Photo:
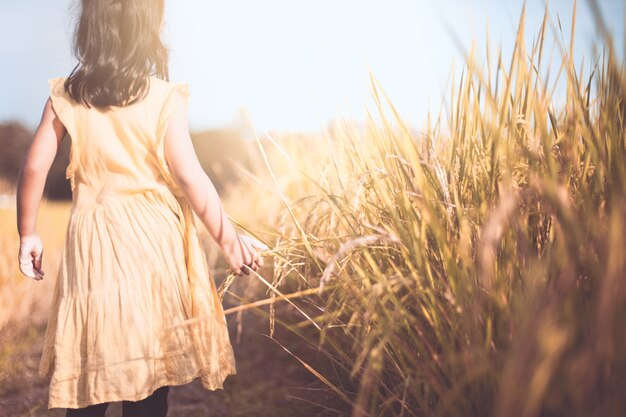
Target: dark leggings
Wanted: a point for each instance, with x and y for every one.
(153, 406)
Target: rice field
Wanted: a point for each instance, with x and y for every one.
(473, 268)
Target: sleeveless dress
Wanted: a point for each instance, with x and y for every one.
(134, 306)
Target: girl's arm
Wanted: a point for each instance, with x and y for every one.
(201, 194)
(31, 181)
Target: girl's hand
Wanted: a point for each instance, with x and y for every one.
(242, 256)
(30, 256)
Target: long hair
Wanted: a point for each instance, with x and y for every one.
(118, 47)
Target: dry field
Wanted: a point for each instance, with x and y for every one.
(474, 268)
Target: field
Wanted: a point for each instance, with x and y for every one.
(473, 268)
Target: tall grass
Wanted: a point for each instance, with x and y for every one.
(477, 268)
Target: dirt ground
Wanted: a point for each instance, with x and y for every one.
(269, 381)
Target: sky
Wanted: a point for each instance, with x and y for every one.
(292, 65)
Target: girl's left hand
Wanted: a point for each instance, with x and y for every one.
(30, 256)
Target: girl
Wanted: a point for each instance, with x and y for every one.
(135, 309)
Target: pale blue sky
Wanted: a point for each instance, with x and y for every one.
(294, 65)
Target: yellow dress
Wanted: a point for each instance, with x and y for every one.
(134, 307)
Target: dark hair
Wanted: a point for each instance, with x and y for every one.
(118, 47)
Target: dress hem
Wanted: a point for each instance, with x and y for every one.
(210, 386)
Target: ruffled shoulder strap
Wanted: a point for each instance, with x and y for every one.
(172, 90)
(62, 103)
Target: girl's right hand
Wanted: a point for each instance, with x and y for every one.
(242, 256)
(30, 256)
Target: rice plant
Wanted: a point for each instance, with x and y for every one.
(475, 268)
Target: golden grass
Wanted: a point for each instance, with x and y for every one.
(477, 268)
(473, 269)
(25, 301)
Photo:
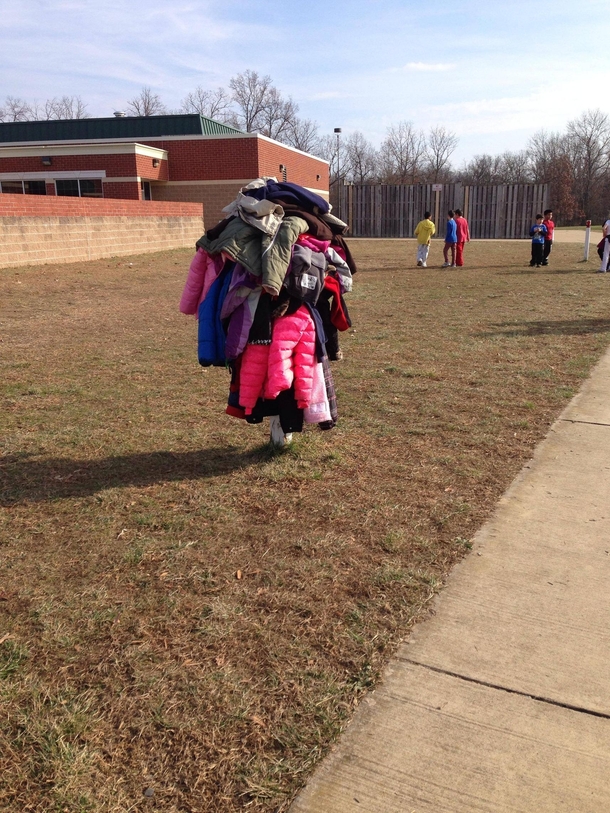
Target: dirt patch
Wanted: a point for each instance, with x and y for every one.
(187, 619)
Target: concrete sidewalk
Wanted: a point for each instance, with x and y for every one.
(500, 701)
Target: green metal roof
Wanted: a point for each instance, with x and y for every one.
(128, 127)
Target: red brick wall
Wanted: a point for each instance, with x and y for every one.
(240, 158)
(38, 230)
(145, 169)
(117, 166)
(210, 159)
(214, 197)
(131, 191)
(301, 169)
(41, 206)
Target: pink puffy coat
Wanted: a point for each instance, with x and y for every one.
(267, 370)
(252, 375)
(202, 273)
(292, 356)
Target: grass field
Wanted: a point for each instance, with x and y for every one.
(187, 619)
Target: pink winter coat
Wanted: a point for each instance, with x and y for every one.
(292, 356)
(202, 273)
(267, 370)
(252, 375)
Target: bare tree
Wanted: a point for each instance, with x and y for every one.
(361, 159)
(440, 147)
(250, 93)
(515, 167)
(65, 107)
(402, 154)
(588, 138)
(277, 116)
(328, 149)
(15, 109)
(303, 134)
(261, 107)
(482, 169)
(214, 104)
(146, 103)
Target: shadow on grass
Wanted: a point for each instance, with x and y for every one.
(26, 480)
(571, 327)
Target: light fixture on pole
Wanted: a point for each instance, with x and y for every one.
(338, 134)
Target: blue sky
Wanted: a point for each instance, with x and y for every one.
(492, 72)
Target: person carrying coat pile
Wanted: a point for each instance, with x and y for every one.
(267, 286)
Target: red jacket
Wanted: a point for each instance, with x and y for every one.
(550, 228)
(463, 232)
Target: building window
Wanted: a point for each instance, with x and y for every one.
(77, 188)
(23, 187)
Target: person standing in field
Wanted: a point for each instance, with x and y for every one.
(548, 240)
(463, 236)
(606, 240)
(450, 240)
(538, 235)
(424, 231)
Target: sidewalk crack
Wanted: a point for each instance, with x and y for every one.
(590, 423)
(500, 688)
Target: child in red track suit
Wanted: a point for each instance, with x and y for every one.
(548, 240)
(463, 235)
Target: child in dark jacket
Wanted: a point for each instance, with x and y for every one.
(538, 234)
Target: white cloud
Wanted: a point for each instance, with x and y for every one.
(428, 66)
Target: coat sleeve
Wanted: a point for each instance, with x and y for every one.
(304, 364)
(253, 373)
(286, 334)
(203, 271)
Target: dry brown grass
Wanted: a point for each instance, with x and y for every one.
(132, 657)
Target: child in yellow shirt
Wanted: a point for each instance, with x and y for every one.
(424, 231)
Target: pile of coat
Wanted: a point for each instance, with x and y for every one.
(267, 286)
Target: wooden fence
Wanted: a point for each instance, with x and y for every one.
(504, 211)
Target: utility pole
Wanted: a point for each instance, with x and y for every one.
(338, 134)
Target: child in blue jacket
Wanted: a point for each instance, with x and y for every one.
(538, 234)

REQUIRED WORK: Within the data above, the span starting at the line containing "Target: blue sky" and ending at the line containing "Target: child in red track suit" is to be retyped exactly, with no other lines.

EXERCISE OUTPUT:
Target: blue sky
Wanted: a point for each instance, with x and y for every one.
(492, 72)
Target: person carrying coat pile
Wanted: a point for each instance, with x and y for every one.
(267, 286)
Target: red jacket
Wanted: a point for each instance, with x and y for every one.
(550, 228)
(463, 232)
Target: building window
Wanted: a point for each instance, with x and y for every one.
(77, 188)
(23, 187)
Target: person standing in field
Wanted: a point for each instance, with x and y for every one.
(548, 240)
(463, 236)
(606, 240)
(450, 240)
(538, 235)
(424, 231)
Target: sidewalk crack
Wanted: a point for each instance, with x and y for every one.
(590, 423)
(500, 688)
Target: child in red track suit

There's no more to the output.